Input material =>
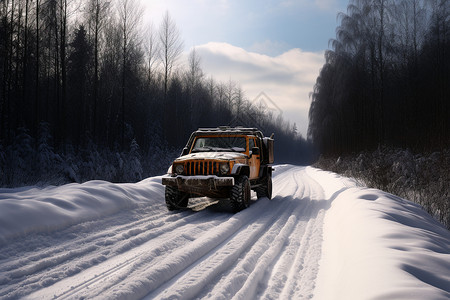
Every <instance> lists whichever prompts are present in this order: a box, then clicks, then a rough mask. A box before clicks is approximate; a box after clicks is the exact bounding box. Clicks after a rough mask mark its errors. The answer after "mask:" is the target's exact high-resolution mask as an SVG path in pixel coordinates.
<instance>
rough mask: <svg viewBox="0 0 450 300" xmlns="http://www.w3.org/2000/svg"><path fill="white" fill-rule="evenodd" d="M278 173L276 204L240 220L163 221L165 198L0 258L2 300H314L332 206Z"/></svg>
mask: <svg viewBox="0 0 450 300" xmlns="http://www.w3.org/2000/svg"><path fill="white" fill-rule="evenodd" d="M277 171H278V172H275V173H274V175H275V176H274V178H273V183H274V184H273V187H274V199H273V200H270V201H269V200H268V199H267V198H262V199H259V200H258V201H252V204H251V206H250V207H249V208H248V209H246V210H244V211H242V212H240V213H238V214H234V215H233V214H230V213H228V212H223V211H217V209H215V208H214V207H209V208H206V209H204V210H202V211H200V212H192V211H182V212H179V213H168V212H166V211H165V207H164V205H163V201H164V200H163V195H161V196H160V197H161V202H162V204H161V206H160V207H158V209H156V210H155V209H154V208H152V210H151V211H150V209H149V210H147V212H141V211H139V210H133V211H132V212H131V213H132V214H133V216H132V217H129V218H128V219H127V217H123V220H122V223H121V224H116V222H114V220H113V218H109V219H107V220H106V219H104V220H100V221H98V222H91V223H88V224H84V226H85V227H84V229H83V230H80V229H79V228H81V227H78V229H74V230H73V231H65V232H71V234H72V235H73V238H72V239H70V240H67V239H60V240H58V239H56V242H58V241H59V243H56V244H51V245H50V246H49V247H44V248H42V249H41V250H38V251H32V250H31V249H30V251H29V252H27V251H24V252H23V253H21V254H22V256H23V258H22V259H17V260H14V259H10V260H0V269H2V270H6V269H7V271H2V274H1V275H0V298H6V299H8V298H19V297H23V296H27V295H28V296H27V297H29V298H30V299H31V298H33V299H36V298H39V297H42V298H55V299H79V298H86V299H96V298H98V299H101V298H105V295H108V296H107V298H112V299H114V298H116V299H123V298H126V299H141V298H148V299H164V298H179V299H192V298H196V297H199V298H214V299H230V298H234V299H254V298H261V299H292V298H294V299H306V298H310V297H311V296H312V294H313V292H314V287H315V278H316V276H317V273H318V261H319V259H320V256H321V243H322V223H323V216H324V211H325V210H326V209H327V208H328V206H329V202H328V201H326V199H325V196H324V192H323V188H322V186H321V185H320V184H319V183H317V182H316V181H314V179H313V178H312V177H311V176H309V175H308V174H307V173H308V172H306V169H305V168H303V167H294V166H280V167H277ZM123 214H130V212H124V213H123ZM121 215H122V213H121ZM127 220H130V221H129V222H126V221H127ZM79 226H82V225H79ZM62 232H64V231H62ZM61 234H62V233H61ZM35 242H36V241H35ZM50 242H51V241H49V243H50ZM13 247H14V246H12V249H13ZM20 265H21V269H19V271H17V270H16V273H14V270H15V269H17V267H20ZM2 267H5V269H3V268H2ZM2 278H3V279H2ZM30 293H32V294H30ZM25 298H26V297H25Z"/></svg>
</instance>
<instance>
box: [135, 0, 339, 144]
mask: <svg viewBox="0 0 450 300" xmlns="http://www.w3.org/2000/svg"><path fill="white" fill-rule="evenodd" d="M142 3H143V4H144V5H145V7H146V14H145V16H146V17H145V18H146V19H145V20H144V23H150V22H152V23H153V25H154V26H155V27H156V28H157V27H158V26H159V23H160V21H161V18H162V16H163V14H164V13H165V11H169V14H170V15H171V17H172V18H173V19H174V20H175V23H176V24H177V27H178V28H179V30H180V33H181V37H182V38H183V40H184V45H185V51H186V53H188V52H189V51H190V49H192V47H196V49H198V53H199V54H200V57H201V60H202V67H203V70H204V71H205V73H207V75H211V76H212V77H213V78H215V79H217V80H219V81H225V82H226V81H228V80H229V79H232V80H233V81H236V82H238V83H240V84H241V87H242V89H243V90H244V91H245V95H246V97H247V98H248V99H249V100H250V101H251V100H252V99H254V98H255V97H257V95H258V94H260V93H261V92H264V93H265V94H267V95H268V96H269V97H270V98H271V99H272V100H273V101H274V102H276V104H277V106H279V107H280V109H281V110H282V112H283V116H284V117H285V119H288V120H290V121H291V123H294V122H295V123H296V124H297V127H298V129H299V131H300V133H302V135H303V136H306V130H307V125H308V119H307V113H308V110H309V104H310V102H311V100H310V98H309V93H310V92H311V91H312V90H313V86H314V83H315V79H316V78H317V76H318V75H319V71H320V68H321V67H322V66H323V63H324V58H323V54H324V51H325V50H326V49H328V41H329V39H330V38H334V37H335V29H336V26H337V21H336V16H337V13H338V12H341V11H345V10H346V7H347V4H348V0H279V1H275V0H262V1H261V0H260V1H256V0H250V1H242V0H241V1H239V0H190V1H186V0H184V1H182V0H166V1H163V0H151V1H149V0H142Z"/></svg>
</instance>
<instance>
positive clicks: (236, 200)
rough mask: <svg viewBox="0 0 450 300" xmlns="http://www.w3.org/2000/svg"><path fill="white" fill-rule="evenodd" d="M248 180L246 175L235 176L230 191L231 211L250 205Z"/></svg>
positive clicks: (240, 208) (247, 206) (240, 210)
mask: <svg viewBox="0 0 450 300" xmlns="http://www.w3.org/2000/svg"><path fill="white" fill-rule="evenodd" d="M250 195H251V194H250V182H249V180H248V177H247V176H245V175H244V176H239V177H237V178H236V182H235V183H234V186H233V187H232V188H231V192H230V203H231V208H232V209H233V212H238V211H241V210H243V209H245V208H247V207H248V206H249V205H250Z"/></svg>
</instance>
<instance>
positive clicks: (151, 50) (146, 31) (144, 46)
mask: <svg viewBox="0 0 450 300" xmlns="http://www.w3.org/2000/svg"><path fill="white" fill-rule="evenodd" d="M144 50H145V55H146V60H147V74H148V75H147V76H148V82H149V84H151V83H152V80H153V75H154V74H153V73H154V68H155V63H156V58H157V54H158V43H157V40H156V33H155V30H154V28H153V23H150V24H149V25H148V26H147V29H146V32H145V37H144Z"/></svg>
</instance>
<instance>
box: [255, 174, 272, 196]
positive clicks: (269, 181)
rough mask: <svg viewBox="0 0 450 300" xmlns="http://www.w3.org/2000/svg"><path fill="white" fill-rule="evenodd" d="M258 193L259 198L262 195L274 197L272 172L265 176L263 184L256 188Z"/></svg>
mask: <svg viewBox="0 0 450 300" xmlns="http://www.w3.org/2000/svg"><path fill="white" fill-rule="evenodd" d="M256 195H257V196H258V199H259V198H262V197H267V198H269V200H270V199H272V176H271V175H270V174H267V175H266V176H264V177H263V179H262V183H261V186H259V187H258V188H256Z"/></svg>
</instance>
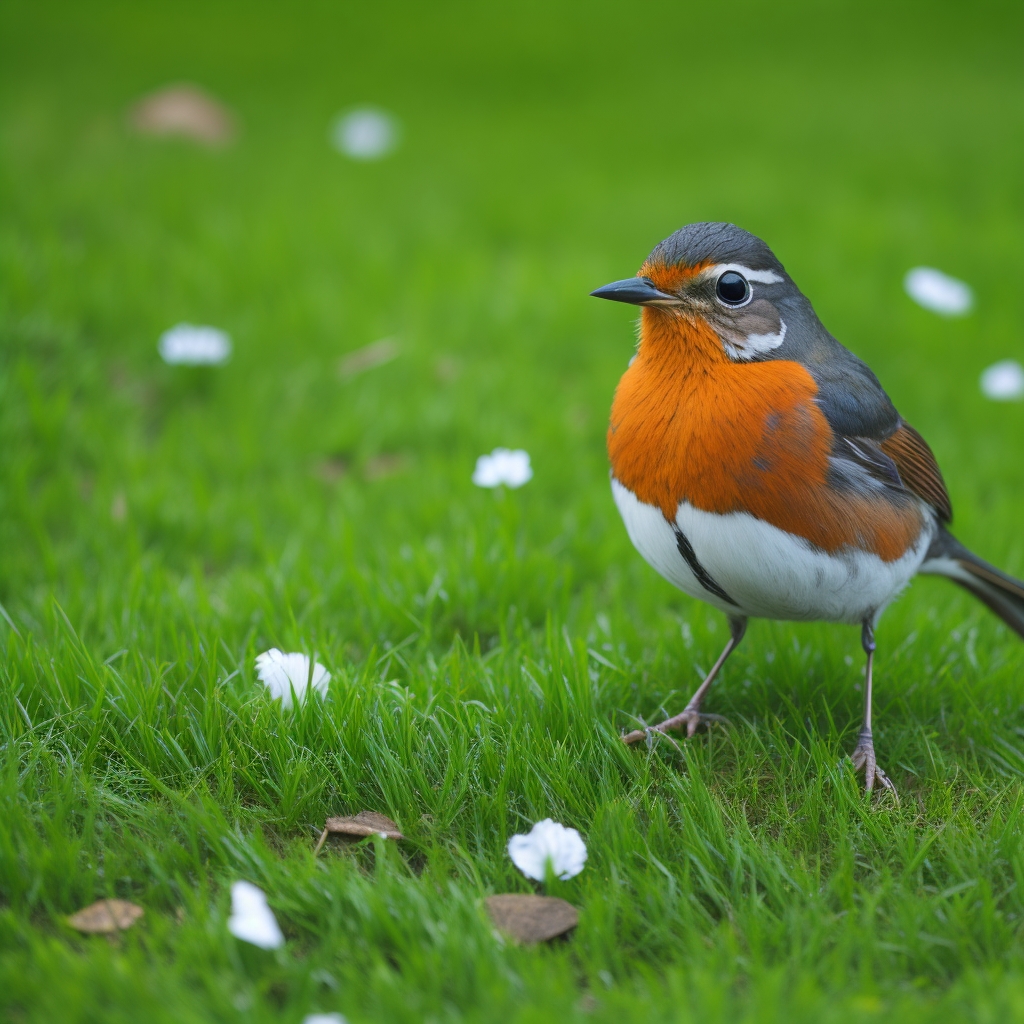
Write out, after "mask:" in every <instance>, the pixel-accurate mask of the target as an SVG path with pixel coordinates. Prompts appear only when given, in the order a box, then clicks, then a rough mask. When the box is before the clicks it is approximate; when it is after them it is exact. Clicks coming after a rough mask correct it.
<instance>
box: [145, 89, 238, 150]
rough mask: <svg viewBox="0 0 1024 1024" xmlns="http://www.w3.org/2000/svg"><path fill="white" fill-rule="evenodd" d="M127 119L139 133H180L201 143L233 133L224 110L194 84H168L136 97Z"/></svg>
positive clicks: (204, 144)
mask: <svg viewBox="0 0 1024 1024" xmlns="http://www.w3.org/2000/svg"><path fill="white" fill-rule="evenodd" d="M131 123H132V126H133V127H134V128H135V130H136V131H138V132H141V133H142V134H143V135H183V136H184V137H185V138H190V139H193V140H194V141H196V142H202V143H203V144H204V145H224V144H226V143H227V142H230V140H231V139H232V138H233V136H234V119H233V118H232V117H231V115H230V113H229V112H228V110H227V109H226V108H225V106H223V105H222V104H221V103H218V102H217V100H216V99H214V98H213V97H212V96H208V95H207V94H206V93H205V92H203V90H202V89H198V88H197V87H196V86H194V85H171V86H168V87H167V88H166V89H161V90H160V91H159V92H155V93H153V94H152V95H150V96H145V97H143V98H142V99H140V100H139V101H138V102H137V103H136V104H135V105H134V106H133V108H132V111H131Z"/></svg>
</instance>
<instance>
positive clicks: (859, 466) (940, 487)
mask: <svg viewBox="0 0 1024 1024" xmlns="http://www.w3.org/2000/svg"><path fill="white" fill-rule="evenodd" d="M833 456H834V459H835V460H836V463H834V464H839V465H843V464H845V465H847V466H849V465H850V464H851V463H852V464H853V465H854V466H856V468H857V470H859V471H860V472H861V473H866V474H867V475H868V476H869V477H871V478H872V479H873V480H874V481H877V483H881V484H883V485H885V486H887V487H891V488H893V489H896V490H902V492H904V493H906V492H908V493H909V494H912V495H914V496H915V497H918V498H920V499H922V500H923V501H926V502H927V503H928V504H929V505H931V506H932V508H933V509H935V514H936V515H937V516H938V518H939V521H940V522H949V521H950V520H951V519H952V515H953V510H952V504H951V503H950V501H949V493H948V492H947V490H946V484H945V481H944V480H943V479H942V472H941V470H940V469H939V465H938V463H937V462H936V461H935V456H934V455H933V454H932V450H931V449H930V447H929V446H928V442H927V441H926V440H925V438H924V437H922V436H921V434H919V433H918V431H916V430H914V429H913V427H911V426H910V424H909V423H905V422H903V421H902V420H900V421H899V425H898V426H897V428H896V429H895V430H894V431H893V432H892V433H891V434H890V435H889V436H888V437H885V438H882V439H878V438H874V437H849V436H846V435H843V434H839V435H837V437H836V444H835V445H834V449H833Z"/></svg>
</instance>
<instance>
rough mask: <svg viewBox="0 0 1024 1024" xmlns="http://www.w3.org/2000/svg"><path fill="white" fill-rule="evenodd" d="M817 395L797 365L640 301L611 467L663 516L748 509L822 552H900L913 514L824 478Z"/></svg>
mask: <svg viewBox="0 0 1024 1024" xmlns="http://www.w3.org/2000/svg"><path fill="white" fill-rule="evenodd" d="M816 394H817V385H816V384H815V382H814V379H813V378H812V377H811V375H810V373H809V372H808V371H807V370H806V369H805V368H804V367H803V366H802V365H801V364H799V362H796V361H793V360H788V359H769V360H765V361H763V362H733V361H732V360H731V359H729V357H728V356H727V355H726V354H725V351H724V349H723V346H722V342H721V339H720V338H719V337H718V335H717V334H716V333H715V331H714V330H713V329H712V327H711V326H710V325H709V324H708V323H707V322H706V321H705V319H702V318H692V317H691V318H687V317H684V316H683V315H682V314H681V313H679V312H678V311H675V310H672V309H658V308H651V307H645V308H644V309H643V310H642V313H641V323H640V347H639V350H638V352H637V356H636V358H635V359H634V360H633V364H632V365H631V366H630V368H629V369H628V370H627V372H626V374H625V375H624V376H623V379H622V380H621V381H620V383H618V387H617V388H616V390H615V397H614V401H613V402H612V407H611V421H610V424H609V427H608V435H607V442H608V455H609V458H610V460H611V469H612V473H613V475H614V477H615V478H616V479H617V480H618V481H620V483H622V484H624V485H625V486H626V487H628V488H629V489H630V490H631V492H633V494H634V495H635V496H636V497H637V498H638V499H639V500H640V501H641V502H644V503H645V504H648V505H653V506H655V507H656V508H658V509H660V511H662V513H663V515H664V516H665V518H666V519H667V520H668V521H669V522H675V519H676V514H677V512H678V510H679V506H680V504H681V503H683V502H686V503H688V504H690V505H692V506H693V507H694V508H698V509H700V510H702V511H706V512H716V513H720V514H728V513H733V512H746V513H750V514H751V515H754V516H756V517H757V518H759V519H762V520H764V521H766V522H769V523H771V524H772V525H775V526H777V527H779V528H780V529H784V530H786V531H787V532H791V534H796V535H798V536H800V537H803V538H805V539H806V540H808V541H809V542H810V543H812V544H813V545H815V546H816V547H818V548H821V549H823V550H825V551H837V550H839V549H841V548H844V547H856V548H860V549H862V550H869V551H873V552H874V553H876V554H878V555H880V556H881V557H882V558H883V559H884V560H886V561H891V560H893V559H895V558H898V557H900V555H902V554H903V552H904V551H905V550H906V549H907V547H908V546H909V545H910V544H912V543H913V542H914V541H915V539H916V538H918V536H919V535H920V532H921V529H922V525H923V520H922V518H921V514H920V511H919V510H916V509H912V508H907V507H905V506H903V507H893V506H890V505H889V504H887V503H885V502H883V501H881V500H880V499H878V498H871V497H864V496H858V495H850V494H839V493H837V492H836V490H835V489H834V488H833V487H831V486H829V483H828V466H829V455H830V452H831V447H833V441H834V435H833V431H831V428H830V427H829V425H828V421H827V420H826V419H825V417H824V414H823V413H822V412H821V410H820V409H819V408H818V406H817V403H816V401H815V400H814V399H815V396H816Z"/></svg>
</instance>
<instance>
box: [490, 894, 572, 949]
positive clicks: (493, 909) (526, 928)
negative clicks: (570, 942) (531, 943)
mask: <svg viewBox="0 0 1024 1024" xmlns="http://www.w3.org/2000/svg"><path fill="white" fill-rule="evenodd" d="M483 903H484V906H486V908H487V913H488V914H489V915H490V920H492V921H493V922H494V923H495V925H496V926H497V927H498V928H500V929H501V930H502V931H503V932H507V933H508V934H509V935H511V936H512V938H514V939H516V940H517V941H518V942H547V941H548V940H549V939H553V938H556V937H557V936H559V935H564V934H565V932H567V931H569V930H570V929H572V928H575V926H577V925H578V924H579V923H580V911H579V910H577V908H575V907H574V906H573V905H572V904H571V903H567V902H566V901H565V900H563V899H556V898H555V897H554V896H532V895H525V894H518V893H503V894H501V895H499V896H488V897H487V898H486V899H485V900H484V901H483Z"/></svg>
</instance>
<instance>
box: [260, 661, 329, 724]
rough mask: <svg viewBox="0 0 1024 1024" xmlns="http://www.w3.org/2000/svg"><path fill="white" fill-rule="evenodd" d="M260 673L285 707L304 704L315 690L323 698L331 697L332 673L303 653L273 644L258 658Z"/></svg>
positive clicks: (272, 696) (275, 697) (271, 690)
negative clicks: (284, 647) (294, 703)
mask: <svg viewBox="0 0 1024 1024" xmlns="http://www.w3.org/2000/svg"><path fill="white" fill-rule="evenodd" d="M256 675H257V677H258V678H259V681H260V682H261V683H262V684H263V685H264V686H265V687H266V688H267V692H268V693H269V694H270V697H271V699H274V700H280V701H281V706H282V708H285V709H286V710H287V709H289V708H291V707H292V705H293V703H294V702H297V703H298V705H300V706H301V705H303V703H305V701H306V697H307V696H308V694H309V690H310V689H313V690H315V691H316V692H317V693H319V695H321V697H326V696H327V689H328V685H329V684H330V682H331V673H330V672H328V671H327V669H325V668H324V666H323V665H321V664H319V663H318V662H314V663H312V672H311V673H310V660H309V658H308V656H307V655H305V654H301V653H290V654H286V653H285V652H284V651H281V650H278V648H276V647H271V648H270V649H269V650H265V651H263V653H262V654H259V655H257V657H256Z"/></svg>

Task statement =>
Look above for the line holding "box: [145, 89, 238, 150]". Print it and every line after it, exactly, through the line holding "119L139 133H180L201 143L233".

Solution =>
box: [145, 89, 238, 150]
rough mask: <svg viewBox="0 0 1024 1024" xmlns="http://www.w3.org/2000/svg"><path fill="white" fill-rule="evenodd" d="M127 119L139 133H180L201 143L233 133L224 110L194 84H168L136 97Z"/></svg>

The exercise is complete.